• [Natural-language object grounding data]
════════════════════

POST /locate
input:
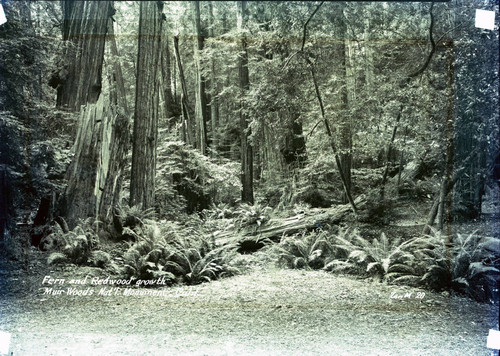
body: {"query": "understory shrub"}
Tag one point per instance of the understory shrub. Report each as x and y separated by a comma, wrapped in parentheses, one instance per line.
(177, 255)
(310, 250)
(75, 246)
(380, 257)
(467, 264)
(190, 181)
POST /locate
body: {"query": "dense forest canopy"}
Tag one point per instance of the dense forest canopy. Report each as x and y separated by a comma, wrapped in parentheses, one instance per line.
(177, 110)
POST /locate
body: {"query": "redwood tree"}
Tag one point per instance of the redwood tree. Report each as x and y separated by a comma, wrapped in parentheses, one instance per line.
(142, 183)
(85, 25)
(246, 146)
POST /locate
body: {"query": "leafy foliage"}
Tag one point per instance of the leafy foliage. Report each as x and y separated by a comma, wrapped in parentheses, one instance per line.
(307, 250)
(379, 257)
(190, 181)
(76, 245)
(469, 264)
(170, 254)
(249, 215)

════════════════════

Should a picture appear among the entries, skip it and copy the rest exactly.

• [Exercise result]
POST /locate
input:
body: {"query": "understory shrub"}
Tag one point per instance of the understory shrub. Report each as x and y separated by a comma, wrapped in parentheses, one instance per line.
(177, 255)
(310, 250)
(75, 246)
(380, 257)
(467, 264)
(190, 181)
POST /locate
body: {"query": "dense forest canopy"}
Tag one point per instance of the dense forest canopy. Report each as x and y separated by a comma, wrapped in parentheses, one instance per line.
(177, 110)
POST /locate
body: {"query": "redwood tree"}
Tag one point per instance of the redwood tree. Report each as x and y separated by a comma, wrapped in parentheses, one instance per line.
(142, 183)
(85, 25)
(246, 146)
POST /locate
body: {"query": "leafy foliage"}
Tag one point per instance of the leafy foliage. Report each as x and y separated by a comma, wrapped in parentheses, one instance per line.
(307, 250)
(379, 257)
(190, 181)
(76, 245)
(469, 264)
(170, 254)
(249, 215)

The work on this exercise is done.